■ REQUIREMENT 1
Copy the passage on crystals word for word, starting at "A crystal or" and ending at "in all directions.".
■ REQUIREMENT 2
According to the passage on crystals, what is the scientific study of crystals and crystal formation called?
■ REQUIREMENT 3
Write what comes next in the passage on crystals, picking up after its final sentence.

■ TEXT PASSAGE

################

A crystal or crystalline solid is a solid material whose constituents (such as atoms, molecules, or ions) are arranged in a highly ordered microscopic structure, forming a crystal lattice that extends in all directions.
In addition, macroscopic single crystals are usually identifiable by their geometrical shape, consisting of flat faces with specific, characteristic orientations. The scientific study of crystals and crystal formation is known as crystallography.
The process of crystal formation via mechanisms of crystal growth is called crystallization or solidification.
Microscopically, a single crystal has atoms in a near-perfect periodic arrangement; a polycrystal is composed of many microscopic crystals (called "crystallites" or "grains"); and an amorphous solid (such as glass) has no periodic arrangement even microscopically.
In materials science, a single crystal (or single-crystal solid or monocrystalline solid) is a material in which the crystal lattice of the entire sample is continuous and unbroken to the edges of the sample, with no grain boundaries.[1] The absence of the defects associated with grain boundaries can give monocrystals unique properties, particularly mechanical, optical and electrical, which can also be anisotropic, depending on the type of crystallographic structure.

################

■ RECORD SET
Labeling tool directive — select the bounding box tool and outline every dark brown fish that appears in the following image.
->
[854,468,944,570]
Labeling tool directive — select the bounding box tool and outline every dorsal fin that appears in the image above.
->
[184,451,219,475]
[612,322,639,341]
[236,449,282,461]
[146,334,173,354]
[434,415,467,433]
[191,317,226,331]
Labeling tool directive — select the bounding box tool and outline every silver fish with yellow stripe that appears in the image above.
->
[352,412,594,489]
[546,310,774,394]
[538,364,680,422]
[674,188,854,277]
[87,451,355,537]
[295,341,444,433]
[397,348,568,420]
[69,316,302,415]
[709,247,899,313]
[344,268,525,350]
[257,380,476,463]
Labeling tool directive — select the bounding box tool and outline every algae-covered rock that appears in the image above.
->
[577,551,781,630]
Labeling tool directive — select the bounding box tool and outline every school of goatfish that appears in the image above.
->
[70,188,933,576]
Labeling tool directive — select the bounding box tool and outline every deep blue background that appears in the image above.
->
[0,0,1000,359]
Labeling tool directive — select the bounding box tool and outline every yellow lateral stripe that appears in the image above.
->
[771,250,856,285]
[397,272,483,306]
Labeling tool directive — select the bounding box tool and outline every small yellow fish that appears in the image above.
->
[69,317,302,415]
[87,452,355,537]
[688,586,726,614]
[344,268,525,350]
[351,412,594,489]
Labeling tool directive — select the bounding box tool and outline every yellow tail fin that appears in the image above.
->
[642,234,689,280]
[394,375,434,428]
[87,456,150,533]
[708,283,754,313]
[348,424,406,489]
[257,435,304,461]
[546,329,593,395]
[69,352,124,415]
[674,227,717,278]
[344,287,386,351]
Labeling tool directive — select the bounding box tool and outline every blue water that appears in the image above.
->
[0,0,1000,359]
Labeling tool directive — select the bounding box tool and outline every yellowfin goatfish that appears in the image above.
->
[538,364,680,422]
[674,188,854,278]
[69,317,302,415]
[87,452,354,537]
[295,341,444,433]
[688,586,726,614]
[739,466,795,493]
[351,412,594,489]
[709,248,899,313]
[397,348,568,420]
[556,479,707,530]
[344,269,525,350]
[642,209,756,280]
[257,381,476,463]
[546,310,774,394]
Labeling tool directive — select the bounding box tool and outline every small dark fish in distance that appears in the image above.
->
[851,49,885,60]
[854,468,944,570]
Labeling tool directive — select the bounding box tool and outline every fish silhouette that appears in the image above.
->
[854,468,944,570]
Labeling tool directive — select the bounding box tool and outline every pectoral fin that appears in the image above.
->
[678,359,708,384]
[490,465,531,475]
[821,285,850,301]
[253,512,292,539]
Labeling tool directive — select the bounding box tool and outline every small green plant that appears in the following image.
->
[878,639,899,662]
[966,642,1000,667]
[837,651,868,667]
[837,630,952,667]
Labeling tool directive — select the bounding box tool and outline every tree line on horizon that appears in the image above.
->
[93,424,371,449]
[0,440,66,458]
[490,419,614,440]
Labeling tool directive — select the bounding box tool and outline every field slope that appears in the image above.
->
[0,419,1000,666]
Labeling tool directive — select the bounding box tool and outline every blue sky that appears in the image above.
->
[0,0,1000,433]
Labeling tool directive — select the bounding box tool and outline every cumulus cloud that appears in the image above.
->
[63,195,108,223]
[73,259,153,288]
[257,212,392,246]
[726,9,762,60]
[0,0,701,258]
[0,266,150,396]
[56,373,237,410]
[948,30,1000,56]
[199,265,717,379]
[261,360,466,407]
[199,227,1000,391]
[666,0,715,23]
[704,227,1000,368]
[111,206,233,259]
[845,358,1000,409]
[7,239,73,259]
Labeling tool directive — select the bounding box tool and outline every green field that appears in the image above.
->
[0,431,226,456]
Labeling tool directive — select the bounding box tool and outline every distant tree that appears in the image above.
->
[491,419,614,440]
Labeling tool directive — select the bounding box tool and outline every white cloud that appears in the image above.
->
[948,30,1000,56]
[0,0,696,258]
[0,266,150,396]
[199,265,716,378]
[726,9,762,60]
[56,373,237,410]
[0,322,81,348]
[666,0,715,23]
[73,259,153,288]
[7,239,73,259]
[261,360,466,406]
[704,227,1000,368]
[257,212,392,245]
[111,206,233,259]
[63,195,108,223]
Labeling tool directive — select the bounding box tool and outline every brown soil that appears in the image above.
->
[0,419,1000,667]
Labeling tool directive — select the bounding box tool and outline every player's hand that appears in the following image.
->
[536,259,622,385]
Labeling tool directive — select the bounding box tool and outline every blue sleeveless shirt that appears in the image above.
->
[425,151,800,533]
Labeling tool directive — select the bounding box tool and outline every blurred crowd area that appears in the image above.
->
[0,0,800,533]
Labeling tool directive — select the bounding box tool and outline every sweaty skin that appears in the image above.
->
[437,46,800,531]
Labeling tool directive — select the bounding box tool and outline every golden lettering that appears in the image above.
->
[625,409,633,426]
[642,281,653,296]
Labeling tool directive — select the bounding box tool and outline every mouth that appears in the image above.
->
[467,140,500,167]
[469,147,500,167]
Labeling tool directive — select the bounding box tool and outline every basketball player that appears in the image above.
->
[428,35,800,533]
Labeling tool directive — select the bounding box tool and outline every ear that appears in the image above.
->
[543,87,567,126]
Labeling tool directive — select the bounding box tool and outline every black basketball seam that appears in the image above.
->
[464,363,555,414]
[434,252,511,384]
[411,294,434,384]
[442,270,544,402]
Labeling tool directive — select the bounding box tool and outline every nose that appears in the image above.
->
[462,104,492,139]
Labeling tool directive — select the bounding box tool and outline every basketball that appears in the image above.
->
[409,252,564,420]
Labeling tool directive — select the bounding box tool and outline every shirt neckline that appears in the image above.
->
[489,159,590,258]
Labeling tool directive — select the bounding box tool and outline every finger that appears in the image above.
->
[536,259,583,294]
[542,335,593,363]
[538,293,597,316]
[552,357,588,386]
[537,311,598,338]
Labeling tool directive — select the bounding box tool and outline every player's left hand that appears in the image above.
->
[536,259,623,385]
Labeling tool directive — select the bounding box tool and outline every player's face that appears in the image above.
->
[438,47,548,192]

################

■ EXERCISE ANSWER 1
A crystal or crystalline solid is a solid material whose constituents (such as atoms, molecules, or ions) are arranged in a highly ordered microscopic structure, forming a crystal lattice that extends in all directions.

■ EXERCISE ANSWER 2
Crystallography.

■ EXERCISE ANSWER 3
The orientation of crystallites can be random with no preferred direction, called random texture, or directed, possibly due to growth and processing conditions. While the structure of a (single) crystal is highly ordered and its lattice is continuous and unbroken, amorphous materials, such as glass and many polymers, are non-crystalline and do not display any structures, as their constituents are not arranged in an ordered manner. Polycrystalline structures and paracrystalline phases are in-between these two extremes. Polycrystalline materials, or polycrystals, are solids that are composed of many crystallites of varying size and orientation. Most materials are polycrystalline, made of a large number crystallites held together by thin layers of amorphous solid. Most inorganic solids are polycrystalline, including all common metals, many ceramics, rocks, and ice.
An amorphous solid (or non-crystalline solid) is a solid that lacks the long-range order that is characteristic of a crystal. The terms "glass" and "glassy solid" are sometimes used synonymously with amorphous solid; however, these terms refer specifically to amorphous materials that undergo a glass transition.[1] Examples of amorphous solids include glasses, metallic glasses, and certain types of plastics and polymers.
What is Crystal Structure?
A crystal structure is made of atoms. A crystal lattice is made of points. A crystal system is a set of axes. In other words, the structure is an ordered array of atoms, ions or molecules.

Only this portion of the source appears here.